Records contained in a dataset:
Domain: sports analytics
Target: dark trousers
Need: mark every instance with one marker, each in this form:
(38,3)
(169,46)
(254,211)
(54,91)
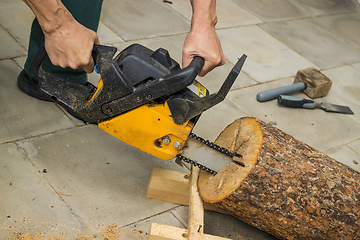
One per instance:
(87,13)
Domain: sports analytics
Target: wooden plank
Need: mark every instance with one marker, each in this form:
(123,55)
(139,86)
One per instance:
(196,208)
(172,186)
(163,232)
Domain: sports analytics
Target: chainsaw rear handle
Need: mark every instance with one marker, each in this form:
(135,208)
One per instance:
(195,65)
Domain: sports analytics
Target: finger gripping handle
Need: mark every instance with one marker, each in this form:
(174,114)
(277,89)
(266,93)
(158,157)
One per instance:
(37,61)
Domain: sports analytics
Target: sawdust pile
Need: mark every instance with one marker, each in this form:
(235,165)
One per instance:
(112,232)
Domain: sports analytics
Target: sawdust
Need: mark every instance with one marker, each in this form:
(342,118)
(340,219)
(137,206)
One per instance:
(111,232)
(27,236)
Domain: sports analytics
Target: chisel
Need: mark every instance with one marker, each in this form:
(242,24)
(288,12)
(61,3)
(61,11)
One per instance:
(296,102)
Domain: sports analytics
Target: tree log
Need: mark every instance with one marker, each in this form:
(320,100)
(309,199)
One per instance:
(287,188)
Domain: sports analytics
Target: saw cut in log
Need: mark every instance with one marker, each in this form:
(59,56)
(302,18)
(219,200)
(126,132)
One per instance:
(286,188)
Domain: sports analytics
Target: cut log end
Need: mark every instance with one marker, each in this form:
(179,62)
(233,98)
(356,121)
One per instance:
(243,137)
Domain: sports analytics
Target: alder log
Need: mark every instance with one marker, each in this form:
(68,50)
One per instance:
(287,188)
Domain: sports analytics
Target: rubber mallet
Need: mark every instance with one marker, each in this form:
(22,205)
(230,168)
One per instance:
(311,81)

**TO DO**
Restating the data word for word is the task, and pictures are to be omitted.

**ANSWER TO THE PROBLEM**
Domain: sports analytics
Target: dark trousers
Need: mark every instance with one marker, each in this form:
(38,3)
(169,46)
(254,211)
(54,91)
One per instance:
(87,13)
Domain: sports analytics
Target: wooden plank
Need: mark every instance with one marker, each in this form:
(123,55)
(139,86)
One per instance:
(196,208)
(172,186)
(163,232)
Domain: sports analytics
Target: chainsaw rear handle
Need: mark every instance with one marker, each in this form:
(135,208)
One per instance:
(195,65)
Domain: sports analytics
Target: finger gripping handle
Need: mark every instance with one marker, each in this form:
(174,114)
(277,89)
(266,93)
(158,157)
One per instance:
(37,61)
Domain: sports analytics
Target: sawdust pile
Need: mark every instance with one marker, each in this form:
(235,165)
One per instance:
(112,232)
Domain: sports analytics
Target: sawdust
Need: mark every instance with one marker, each in this form:
(342,118)
(340,219)
(137,206)
One per instance:
(111,232)
(27,236)
Domain: sports analytics
Target: chisel
Need: mark every instance with one marker, each in this form:
(242,24)
(288,12)
(61,3)
(61,11)
One per instance:
(296,102)
Domain: sports analytics
Target: tree log
Need: mark every instance with one marker, each in this form:
(320,100)
(309,199)
One per instance:
(287,188)
Domain: sports analytics
Target: saw cut in log
Need: mark every instance with one marker, each in this form:
(59,56)
(302,18)
(219,200)
(126,132)
One per instance:
(286,188)
Domain: sports analytics
Target: cut log end
Need: mark every instance with one marker, each in this form:
(179,62)
(233,98)
(356,121)
One per instance:
(243,137)
Domain: sports analytics
Target: alder log
Need: mark every instance with one marker, each in this form:
(68,50)
One per instance:
(287,188)
Domain: sports analytics
Target: rubber mallet
Need: mark every instance with one marker, each in this form:
(22,205)
(230,168)
One per instance:
(311,81)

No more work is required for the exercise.